- Records for processing -
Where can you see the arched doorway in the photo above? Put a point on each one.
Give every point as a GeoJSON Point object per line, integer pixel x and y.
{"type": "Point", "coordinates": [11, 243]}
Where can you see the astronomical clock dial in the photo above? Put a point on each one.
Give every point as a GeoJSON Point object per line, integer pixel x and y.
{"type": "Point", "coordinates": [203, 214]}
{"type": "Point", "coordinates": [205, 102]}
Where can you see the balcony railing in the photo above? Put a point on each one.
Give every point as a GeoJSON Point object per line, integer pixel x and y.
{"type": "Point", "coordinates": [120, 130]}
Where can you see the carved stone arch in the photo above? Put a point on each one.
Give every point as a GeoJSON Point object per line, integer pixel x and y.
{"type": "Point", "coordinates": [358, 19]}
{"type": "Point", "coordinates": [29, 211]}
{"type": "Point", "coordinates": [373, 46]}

- Work instruction -
Copy every line above exactly.

- Result of this exercise -
Where can you see the arched doorway in the photo above? Put a point on each one.
Give every point as a GeoJSON Point object per line, integer pixel x and y.
{"type": "Point", "coordinates": [11, 243]}
Where can you see the astronomical clock dial in the photo above? Put a point on each one.
Give every point as a GeoJSON Point object per line, integer pixel x and y.
{"type": "Point", "coordinates": [203, 214]}
{"type": "Point", "coordinates": [205, 102]}
Where can you see the balcony railing in the photo above? Put a point on each one.
Give every point as a GeoJSON Point object per line, integer pixel x and y.
{"type": "Point", "coordinates": [120, 130]}
Where can you see the carved stone arch in the photo above? Put a point on each one.
Give every point as a GeoJSON Point object per line, integer pixel x and y.
{"type": "Point", "coordinates": [358, 19]}
{"type": "Point", "coordinates": [29, 211]}
{"type": "Point", "coordinates": [373, 46]}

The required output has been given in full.